O Santo Inquérito

Por Leivison Silva

O Santo Inquérito é uma peça em dois atos, escrita em 1966, por Dias Gomes (1922-1999). A primeira montagem da peça aconteceu no mesmo ano, no Teatro Jovem, no Rio de Janeiro, e teve direção de Ziembinski (1908-1978). O Santo Inquérito conta a história do calvário de Branca Dias, vítima da Inquisição portuguesa no Brasil Colônia, no século XVIII, época em que cerca de quarenta mulheres brasileiras foram queimadas vivas pelos supostos crimes de bruxaria e heresia. Segundo historiadores, Branca Dias realmente existiu. Ela seria uma moça nordestina de rara beleza que foi condenada à fogueira por seus hábitos não convencionais. Desde então, entrou para o imaginário nacional como uma espécie de Joana D’Arc brasileira.

O enredo de O Santo Inquérito se passa em 1750, na Paraíba. Branca Dias, filha de Simão Dias e noiva de Augusto Coutinho, é uma moça letrada, porém ingênua, que vivencia sua fé sem fanatismo ou pompa, sentindo a presença Deus nos fenômenos da natureza e nas coisas simples da vida. Após salvar o padre Bernardo da morte por afogamento, Branca passa a ser assediada por esse mesmo padre que, argumentando ter o dever de salvá-la, deturpa e se aproveita da pureza de Branca, de sua amizade desinteressada e de suas atitudes espontâneas para tentar, sem sucesso, fazê-la se dobrar aos dogmas da Igreja Católica. Tais subterfúgios, porém, nada mais são que um movimento desesperado do padre Bernardo para aplacar o desejo proibido que ele sente por Branca.

Ao longo da angustiante narrativa, Dias Gomes vai mostrando a maneira como os atos e palavras de Branca são destorcidos pelo padre Bernardo e pelo Visitador do Santo Ofício, que dão a esses atos e palavras uma conotação completamente diferente da essência que Branca lhes imprimiu originalmente. A protagonista da peça tenta, a todo custo, convencer seus algozes da boa fé de suas intenções, mas cada tentativa sua só faz muni-los ainda mais de argumentos contra ela, já que eles só veem o que querem ver. Até mesmo o fato de o avô de Branca ser um cristão-novo, convertido à força para escapar à Inquisição em Portugal, é usado contra ela durante o julgamento feito pelo Visitador do Santo Ofício. Por tabela, Simão e Augusto, pai e noivo de Branca, respectivamente, são arrastados nesse turbilhão de intolerância e hipocrisia, um deles pagando com a vida por ter tido a dignidade de se recusar a confirmar as acusações injustas que pesavam sobre Branca.

**Tarefa pedida:**
Com base no texto sobre O Santo Inquérito, responda às perguntas a seguir.
(a) Quem dirigiu a primeira montagem da peça?
(b) Em que ano e em que lugar se passa o enredo?
(c) Quem Branca Dias salva da morte por afogamento?

**Trechos de dados:**
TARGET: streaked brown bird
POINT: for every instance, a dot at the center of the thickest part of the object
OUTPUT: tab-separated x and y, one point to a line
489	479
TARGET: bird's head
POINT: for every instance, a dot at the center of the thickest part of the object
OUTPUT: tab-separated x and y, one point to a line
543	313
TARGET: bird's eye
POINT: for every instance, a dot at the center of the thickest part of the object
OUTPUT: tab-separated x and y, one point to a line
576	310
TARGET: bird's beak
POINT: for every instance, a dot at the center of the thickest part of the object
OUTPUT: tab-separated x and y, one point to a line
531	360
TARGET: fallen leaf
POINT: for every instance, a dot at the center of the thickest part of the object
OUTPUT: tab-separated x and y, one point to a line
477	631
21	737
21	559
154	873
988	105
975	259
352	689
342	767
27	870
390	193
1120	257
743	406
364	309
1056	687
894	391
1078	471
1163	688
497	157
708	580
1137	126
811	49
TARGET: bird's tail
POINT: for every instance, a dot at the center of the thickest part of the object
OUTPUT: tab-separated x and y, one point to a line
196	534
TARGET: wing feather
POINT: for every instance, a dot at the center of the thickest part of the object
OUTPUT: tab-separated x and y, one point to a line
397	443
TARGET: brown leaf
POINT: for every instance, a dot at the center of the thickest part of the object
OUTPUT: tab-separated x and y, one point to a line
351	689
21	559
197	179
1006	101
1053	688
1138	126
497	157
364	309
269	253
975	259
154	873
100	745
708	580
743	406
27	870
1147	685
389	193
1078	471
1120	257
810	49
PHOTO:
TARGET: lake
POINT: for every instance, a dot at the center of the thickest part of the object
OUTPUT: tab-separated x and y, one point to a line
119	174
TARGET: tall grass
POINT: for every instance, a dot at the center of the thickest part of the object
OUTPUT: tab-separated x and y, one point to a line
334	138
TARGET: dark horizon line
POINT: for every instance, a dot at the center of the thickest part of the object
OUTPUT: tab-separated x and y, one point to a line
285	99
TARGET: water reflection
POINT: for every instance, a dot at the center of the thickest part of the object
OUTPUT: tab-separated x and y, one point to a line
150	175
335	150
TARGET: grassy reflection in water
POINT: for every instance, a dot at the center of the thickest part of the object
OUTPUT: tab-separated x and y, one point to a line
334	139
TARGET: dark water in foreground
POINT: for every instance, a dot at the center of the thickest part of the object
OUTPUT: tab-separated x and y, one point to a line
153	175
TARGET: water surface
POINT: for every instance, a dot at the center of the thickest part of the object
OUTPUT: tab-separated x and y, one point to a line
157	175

**Resposta:**
(a) Ziembinski.
(b) Em 1750, na Paraíba.
(c) O padre Bernardo.